Restate the records in full and exactly, with no images included.

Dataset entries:
Content starts
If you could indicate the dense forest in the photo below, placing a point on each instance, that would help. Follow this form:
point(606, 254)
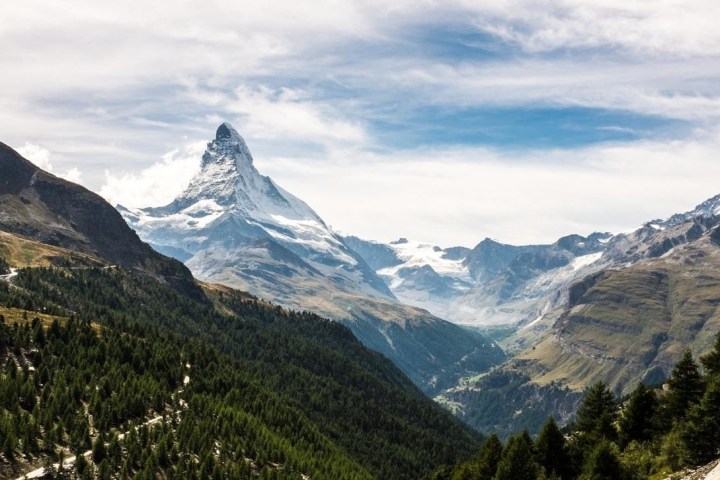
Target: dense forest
point(212, 384)
point(648, 435)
Content ends
> _Finished exercise_
If you could indicate the dense forest in the photo below, placing a point on each instance, that would help. Follow this form:
point(606, 254)
Target: dense forest
point(212, 384)
point(648, 435)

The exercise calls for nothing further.